To do: Copy the data precisely, keeping every character.
*** Opening of Entries supplied ***
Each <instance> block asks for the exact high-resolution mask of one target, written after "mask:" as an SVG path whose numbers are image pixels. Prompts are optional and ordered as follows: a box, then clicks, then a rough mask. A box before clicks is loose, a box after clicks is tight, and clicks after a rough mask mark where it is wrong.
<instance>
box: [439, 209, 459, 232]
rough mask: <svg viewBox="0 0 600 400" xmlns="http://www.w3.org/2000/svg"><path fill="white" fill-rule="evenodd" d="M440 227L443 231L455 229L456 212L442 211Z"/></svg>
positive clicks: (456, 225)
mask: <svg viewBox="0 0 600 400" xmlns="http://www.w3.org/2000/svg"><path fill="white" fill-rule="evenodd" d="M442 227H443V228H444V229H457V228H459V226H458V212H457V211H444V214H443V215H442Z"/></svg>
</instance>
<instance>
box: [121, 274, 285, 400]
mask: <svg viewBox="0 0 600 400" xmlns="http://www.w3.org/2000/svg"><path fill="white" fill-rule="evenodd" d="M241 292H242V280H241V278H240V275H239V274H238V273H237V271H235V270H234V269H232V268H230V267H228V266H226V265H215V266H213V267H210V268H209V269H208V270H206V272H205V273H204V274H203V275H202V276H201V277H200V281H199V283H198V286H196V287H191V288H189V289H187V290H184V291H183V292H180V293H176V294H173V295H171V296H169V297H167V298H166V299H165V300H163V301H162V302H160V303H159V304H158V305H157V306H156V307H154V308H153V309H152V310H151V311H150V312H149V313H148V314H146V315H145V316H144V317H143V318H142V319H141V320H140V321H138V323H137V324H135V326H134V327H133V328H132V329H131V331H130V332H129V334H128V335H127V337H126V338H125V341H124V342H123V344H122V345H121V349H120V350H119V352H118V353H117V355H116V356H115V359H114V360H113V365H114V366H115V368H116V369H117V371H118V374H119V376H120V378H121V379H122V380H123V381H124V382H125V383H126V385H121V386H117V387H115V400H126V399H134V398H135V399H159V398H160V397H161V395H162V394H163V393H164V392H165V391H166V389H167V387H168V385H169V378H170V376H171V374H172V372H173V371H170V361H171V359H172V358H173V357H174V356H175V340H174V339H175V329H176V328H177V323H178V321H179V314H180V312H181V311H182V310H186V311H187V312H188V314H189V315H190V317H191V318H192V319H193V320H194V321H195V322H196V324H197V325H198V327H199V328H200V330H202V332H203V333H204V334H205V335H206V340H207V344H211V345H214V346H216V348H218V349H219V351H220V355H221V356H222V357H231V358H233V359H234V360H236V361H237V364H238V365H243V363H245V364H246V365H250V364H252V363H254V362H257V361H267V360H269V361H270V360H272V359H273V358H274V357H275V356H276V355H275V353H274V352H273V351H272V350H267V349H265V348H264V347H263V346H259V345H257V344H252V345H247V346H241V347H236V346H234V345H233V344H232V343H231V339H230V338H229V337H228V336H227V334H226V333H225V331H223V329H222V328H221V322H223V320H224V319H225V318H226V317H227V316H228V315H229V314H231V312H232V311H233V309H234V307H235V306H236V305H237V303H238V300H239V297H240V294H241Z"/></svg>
*** Close of Entries supplied ***
Written response:
Each <instance> block asks for the exact high-resolution mask of one target, written after "mask:" as an SVG path whose numbers are image pixels. Prompts are optional and ordered as follows: a box, then clicks, then a rough mask. A box before clicks is loose, a box after clicks is tight, and clicks after a rough mask mark where it is wrong.
<instance>
box: [439, 209, 459, 232]
rough mask: <svg viewBox="0 0 600 400" xmlns="http://www.w3.org/2000/svg"><path fill="white" fill-rule="evenodd" d="M440 227L443 231L455 229L456 212L442 211Z"/></svg>
positive clicks: (456, 225)
mask: <svg viewBox="0 0 600 400" xmlns="http://www.w3.org/2000/svg"><path fill="white" fill-rule="evenodd" d="M442 227H443V228H444V229H457V228H459V226H458V212H457V211H444V214H443V215H442Z"/></svg>
</instance>
<instance>
box: [121, 274, 285, 400]
mask: <svg viewBox="0 0 600 400" xmlns="http://www.w3.org/2000/svg"><path fill="white" fill-rule="evenodd" d="M241 292H242V280H241V278H240V275H239V274H238V273H237V271H235V270H234V269H232V268H230V267H228V266H226V265H215V266H213V267H210V268H209V269H208V270H206V272H205V273H204V274H203V275H202V276H201V277H200V281H199V283H198V286H196V287H191V288H189V289H187V290H184V291H183V292H180V293H176V294H173V295H171V296H169V297H167V298H166V299H165V300H163V301H162V302H160V303H159V304H158V305H157V306H156V307H154V308H153V309H152V310H151V311H150V312H149V313H148V314H146V315H145V316H144V317H143V318H142V319H141V320H140V321H138V323H137V324H135V326H134V327H133V328H132V329H131V331H130V332H129V334H128V335H127V337H126V338H125V341H124V342H123V344H122V345H121V349H120V350H119V352H118V353H117V355H116V356H115V359H114V360H113V365H114V366H115V368H116V369H117V371H118V374H119V376H120V378H121V379H122V380H123V381H124V382H125V383H126V385H121V386H117V387H115V400H126V399H134V398H135V399H159V398H160V397H161V395H162V394H163V393H164V392H165V391H166V389H167V387H168V385H169V378H170V376H171V374H172V372H173V371H170V361H171V359H172V358H173V357H174V356H175V340H174V339H175V329H176V328H177V323H178V321H179V314H180V312H181V311H182V310H186V311H187V312H188V314H189V315H190V317H191V318H192V319H193V320H194V321H195V322H196V324H197V325H198V327H199V328H200V330H202V332H203V333H204V334H205V335H206V340H207V344H211V345H214V346H216V348H218V349H219V351H220V355H221V356H222V357H231V358H233V359H234V360H236V361H237V364H238V365H243V363H245V364H246V365H250V364H252V363H254V362H257V361H267V360H269V361H270V360H272V359H273V358H274V357H275V356H276V355H275V353H274V352H273V351H272V350H267V349H265V348H264V347H263V346H259V345H257V344H252V345H247V346H241V347H236V346H234V345H233V344H232V343H231V339H230V338H229V337H228V336H227V334H226V333H225V331H223V329H222V328H221V322H223V320H224V319H225V318H226V317H227V316H228V315H229V314H231V312H232V311H233V309H234V307H235V306H236V305H237V303H238V300H239V297H240V294H241Z"/></svg>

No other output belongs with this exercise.